▶ **WHAT YOU SHOULD DO**
All that is wanted is an exact copy of the line containing "Target: green grass" and the lines after it, through the end of the records.

▶ **GIVEN DATA**
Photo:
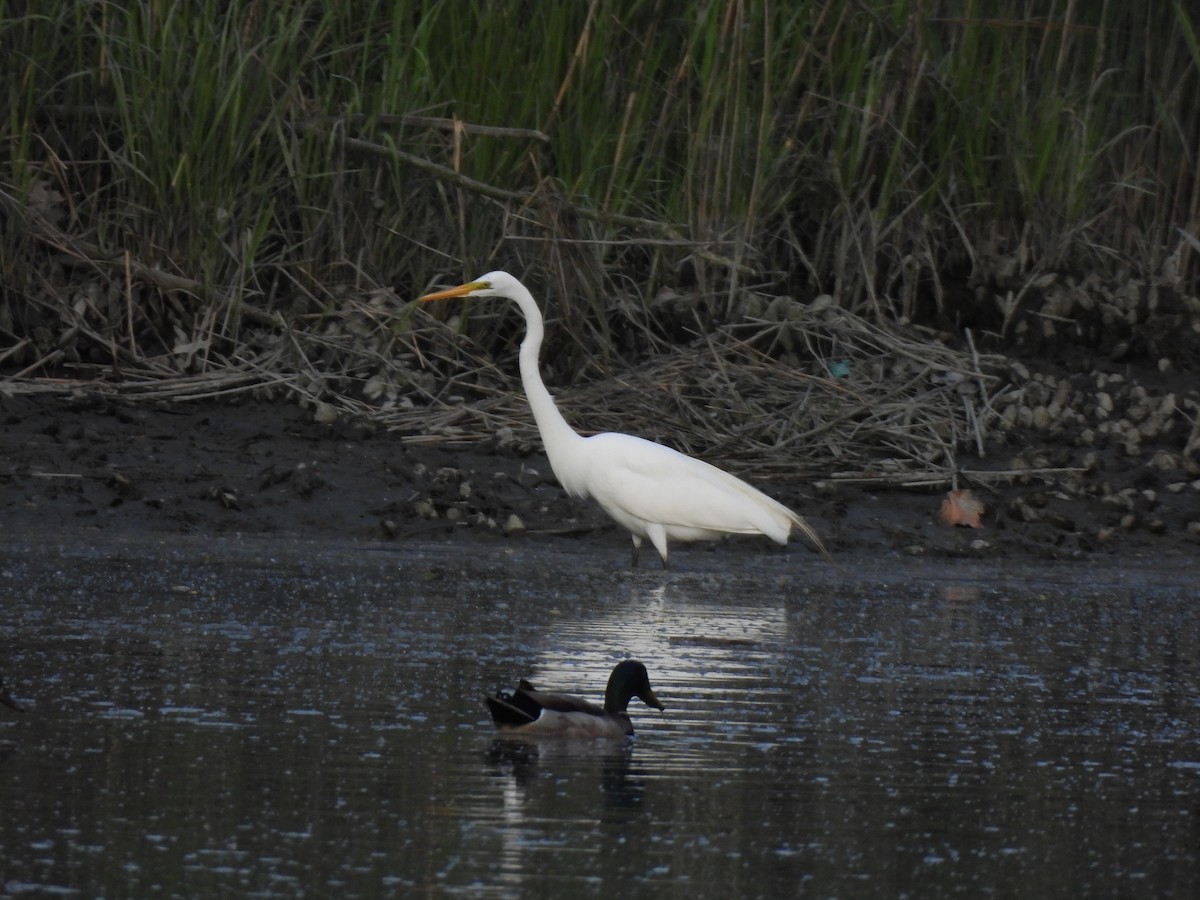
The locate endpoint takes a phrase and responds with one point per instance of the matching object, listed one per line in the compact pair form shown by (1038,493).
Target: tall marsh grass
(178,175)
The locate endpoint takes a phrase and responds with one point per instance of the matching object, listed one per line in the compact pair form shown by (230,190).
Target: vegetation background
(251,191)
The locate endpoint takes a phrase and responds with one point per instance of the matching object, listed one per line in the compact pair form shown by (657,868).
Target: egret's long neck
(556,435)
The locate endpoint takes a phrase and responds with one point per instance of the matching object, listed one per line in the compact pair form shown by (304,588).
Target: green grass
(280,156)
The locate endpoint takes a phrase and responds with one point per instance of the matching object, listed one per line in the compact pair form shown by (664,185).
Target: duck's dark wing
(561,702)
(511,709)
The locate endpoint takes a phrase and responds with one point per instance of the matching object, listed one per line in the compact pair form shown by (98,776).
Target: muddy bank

▶ **SOLUTION**
Target: green grass
(280,156)
The locate endpoint takes a phrase and responds with one point per instance of the matching object, listed one per line in the compact pair form shown by (664,185).
Target: duck's dark wing
(561,702)
(511,709)
The locate endpoint takes a phrase and responds with one point per instance of the matching object, listed one per line in the compact pair form shown by (98,776).
Target: muddy bank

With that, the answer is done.